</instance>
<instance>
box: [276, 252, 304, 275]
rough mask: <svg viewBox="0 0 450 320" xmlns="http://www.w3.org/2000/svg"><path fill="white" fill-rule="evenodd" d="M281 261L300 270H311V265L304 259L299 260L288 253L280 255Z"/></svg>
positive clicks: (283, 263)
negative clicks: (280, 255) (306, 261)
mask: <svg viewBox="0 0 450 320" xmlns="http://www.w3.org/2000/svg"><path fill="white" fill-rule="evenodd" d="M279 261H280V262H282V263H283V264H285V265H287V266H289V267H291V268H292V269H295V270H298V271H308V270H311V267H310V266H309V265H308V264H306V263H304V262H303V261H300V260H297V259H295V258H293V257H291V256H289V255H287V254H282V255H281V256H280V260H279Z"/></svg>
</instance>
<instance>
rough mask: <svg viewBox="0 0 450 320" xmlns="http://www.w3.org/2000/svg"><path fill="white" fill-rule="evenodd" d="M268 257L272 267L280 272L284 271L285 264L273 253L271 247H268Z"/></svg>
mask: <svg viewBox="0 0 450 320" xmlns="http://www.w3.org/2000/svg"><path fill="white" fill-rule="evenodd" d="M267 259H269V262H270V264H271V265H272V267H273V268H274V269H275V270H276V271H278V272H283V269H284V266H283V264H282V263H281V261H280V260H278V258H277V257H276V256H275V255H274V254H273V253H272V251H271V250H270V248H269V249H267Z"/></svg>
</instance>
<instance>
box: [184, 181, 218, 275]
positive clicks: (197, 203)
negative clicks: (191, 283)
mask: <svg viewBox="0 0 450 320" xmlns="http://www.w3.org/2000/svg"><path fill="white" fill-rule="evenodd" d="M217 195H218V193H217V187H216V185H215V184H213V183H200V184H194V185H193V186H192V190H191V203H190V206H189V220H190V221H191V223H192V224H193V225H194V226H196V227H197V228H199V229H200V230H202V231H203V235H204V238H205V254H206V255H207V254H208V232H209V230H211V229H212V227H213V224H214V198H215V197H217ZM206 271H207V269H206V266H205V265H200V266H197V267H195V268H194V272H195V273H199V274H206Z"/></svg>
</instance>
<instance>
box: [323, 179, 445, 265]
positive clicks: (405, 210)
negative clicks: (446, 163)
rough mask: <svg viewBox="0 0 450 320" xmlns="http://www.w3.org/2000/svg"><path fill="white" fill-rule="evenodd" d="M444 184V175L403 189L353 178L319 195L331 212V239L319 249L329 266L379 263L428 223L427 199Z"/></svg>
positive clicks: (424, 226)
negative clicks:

◇ ◇ ◇

What you are asked to do: Take each record above and return it verbatim.

Output below:
</instance>
<instance>
box: [276, 252, 304, 275]
rough mask: <svg viewBox="0 0 450 320" xmlns="http://www.w3.org/2000/svg"><path fill="white" fill-rule="evenodd" d="M281 261L300 270H311V265L304 259L299 260L288 253L280 255Z"/></svg>
positive clicks: (283, 263)
negative clicks: (280, 255) (306, 261)
mask: <svg viewBox="0 0 450 320" xmlns="http://www.w3.org/2000/svg"><path fill="white" fill-rule="evenodd" d="M279 261H280V262H282V263H283V264H285V265H287V266H289V267H291V268H292V269H295V270H298V271H308V270H311V267H310V266H309V265H308V264H306V263H304V262H303V261H300V260H297V259H295V258H293V257H291V256H289V255H287V254H282V255H281V256H280V260H279Z"/></svg>
</instance>
<instance>
rough mask: <svg viewBox="0 0 450 320" xmlns="http://www.w3.org/2000/svg"><path fill="white" fill-rule="evenodd" d="M268 257L272 267L280 272L284 271L285 264L273 253L271 247H268Z"/></svg>
mask: <svg viewBox="0 0 450 320" xmlns="http://www.w3.org/2000/svg"><path fill="white" fill-rule="evenodd" d="M267 259H269V262H270V264H271V265H272V267H273V268H274V269H275V270H276V271H278V272H283V269H284V266H283V264H282V263H281V261H280V260H278V258H277V257H276V256H275V255H274V254H273V253H272V251H271V250H270V248H269V249H267Z"/></svg>
</instance>
<instance>
box: [184, 181, 218, 275]
positive clicks: (197, 203)
negative clicks: (191, 283)
mask: <svg viewBox="0 0 450 320" xmlns="http://www.w3.org/2000/svg"><path fill="white" fill-rule="evenodd" d="M217 195H218V193H217V187H216V185H215V184H213V183H200V184H194V185H193V186H192V190H191V203H190V206H189V220H190V221H191V223H192V224H193V225H194V226H196V227H197V228H199V229H200V230H202V231H203V235H204V238H205V254H206V255H207V254H208V232H209V230H211V229H212V227H213V224H214V198H215V197H217ZM206 271H207V269H206V266H205V265H200V266H197V267H195V268H194V272H195V273H199V274H206Z"/></svg>
</instance>
<instance>
box: [323, 179, 445, 265]
positive clicks: (405, 210)
negative clicks: (446, 163)
rough mask: <svg viewBox="0 0 450 320" xmlns="http://www.w3.org/2000/svg"><path fill="white" fill-rule="evenodd" d="M444 184V175L403 189L353 178L319 195L331 212V239L319 249L329 266L379 263L428 223L427 199Z"/></svg>
positive clicks: (424, 226)
negative clicks:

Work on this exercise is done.